抜粋:
"""

上述のところにおいて、連結部材23は、図2に示したように、ボルトボスvの直下近傍に配備されていたが、これに代えて、クランクケース1にシリンダヘッド2を取り付ける複数のヘッドボルト17の内で互いに隣り合う一対のヘッドボルトの中間位置の直下近傍に連結部材23が位置するように設けられてもよい。この場合、ヘッドボルト17の締め付け変位を効率よく分散でき、よりボア変形を防止可能である。
【0027】
上述のところに於いて、クランクケース1の長手方向Xにおける剛性のばらつきは、オイルクーラで生じているものとして説明したが、これ以外のエンジン補機の取付け部がクランクケース1の外壁に形成され、その長手方向Xにおける剛性のばらつきが生じた場合においても本発明を適用でき、同様の作用効果が得られる。
【0028】
【発明の効果】
以上のように、本発明では、ウォータジャケットを横切るよう配備された連結部材がリブを有する側のクランクケース外壁とシリンダボアを連結するので、クランクケース外壁とシリンダボアの各リブ連結部の近傍部位の剛性を強化できる。特に、比較的剛性の低い中間部のシリンダボアと横リブのみが形成されたクランクケース外壁とが連結部材で相互に連結され、中間部のシリンダボアの剛性が強化されるので、クランクケース長手方向に配列された各シリンダボア間のボア変形量が均一化し、応力も均一化してくることよりボア変形によるオイル消費量の低減、ピストン打音低減、偏磨耗による耐久性の低下を防止できる。しかも、連結部材の断面が縦向きの小判型を成すので、ウォータジャケットを上下方向に流動する冷却水の流動抵抗を低減させることができる。
【0030】
請求項2の発明は、特に、上記リブの無い側の上記クランクケース外壁と上記シリンダボアとの間をリブ側の連結部材より小さい対向側連結部材で連結したので、流路抵抗増を防止した上で、上記リブの無い側のクランクケース外壁及びシリンダボアの剛性を強化し、ヘッドボルトの締め付け時のボア変形が低減すると共に気筒間の変形差が均一化し、応力も均一化して耐久性の低下を防止できる。
【図面の簡単な説明】
【図1】本発明の一実施形態としてのクランクケースの側面図である。
【図2】図1のクランクケースの要部縦断面図である。
【図3】図1のクランクケースの平面断面図である。
【図4】図1のクランクケースの要部切欠斜視図である。
【図5】図1のクランクケースの切欠状態での平面視であり、(a)は図2のA−A線断面図、(b)は図2のB視平面図である。
【図6】図1のクランクケースのヘッドボルト締め付け時の変位を比較説明する図であり、(a)は図1のクランクケースの変位を、(b)は従来例の変位を、(c)はヘッドボルト締め付け前の状態を示す。

"""

設定課題 1:
抜粋のうち、「上述のところにおいて、連結部」で始まり「りボア変形を防止可能である。」に至るまでの部分を、一字一句違えずに書き写してください。
設定課題 2:
抜粋の【図面の簡単な説明】に挙げられている図の番号を、漏れなく列挙してください。
設定課題 3:
クランクケースに関する抜粋を、その最後の文の後から書き継いでください。
データは抜粋とは別個の資料です。

生データ:
"""

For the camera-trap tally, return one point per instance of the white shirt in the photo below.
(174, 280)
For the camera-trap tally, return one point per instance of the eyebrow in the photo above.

"""

演習結果 1:
上述のところにおいて、連結部材23は、図2に示したように、ボルトボスvの直下近傍に配備されていたが、これに代えて、クランクケース1にシリンダヘッド2を取り付ける複数のヘッドボルト17の内で互いに隣り合う一対のヘッドボルトの中間位置の直下近傍に連結部材23が位置するように設けられてもよい。この場合、ヘッドボルト17の締め付け変位を効率よく分散でき、よりボア変形を防止可能である。

演習結果 2:
図1、図2、図3、図4、図5、図6

演習結果 3:
【図7】本発明の他の実施形態例としてのクランクケースの切欠図であり、(a)は図2のA−A線断面位置相当の平断面図、(b)は図2のB視相当の平面図である。
【図8】本発明の他の実施形態例としてのクランクケースのヘッドボルト締め付け時の変位を説明する図であり、(a)は第1変形例を、(b)は第2変形例を示す。
【図9】図1のクランクケースに装着されるオイルクーラの要部分解斜視図である。
【符号の説明】
1,1a クランクケース
4,4a シリンダボア
5 クランクケース外壁
9,9a ウォータジャケット
14 クーラリブ
14h 縦リブ
14v 横リブ
15 オイルクーラ室
23、23a 主連結部材
24 対向側連結部材
X クランクケースの長手方向
Claims (2)
- クランクケース長手方向に沿って所定間隔を保って配列された各シリンダボアと、同各シリンダボアをウォータジャケットを介して覆うクランクケース外壁とを備え、同クランクケース外壁にオイルクーラ室を形成する縦横のリブからなるクーラリブを設けたクランクケースにおいて、上記クーラリブを有する側の上記クランクケース外壁と上記シリンダボアとの間の上記ウォータジャケットを横切り両者を連結する連結部材を設け、同連結部材は両端のシリンダボアを排除し中間部のシリンダボアとクランクケース長手方向に延びる上記横リブのみが形成されたクランクケース外壁とを連結し、且つ、上記連結部材の断面形状が縦向きの小判型を成すように形成されていることを特徴とするクランクケース。
- 請求項1記載のクランクケースにおいて、
上記クーラリブの無い側の上記クランクケース外壁と上記シリンダボアとの間にウォータジャケットを横切り両者を連結する対向側連結部材を設け、同対向側連結部材は上記連結部材よりも小さく形成されたことを特徴とするクランクケース。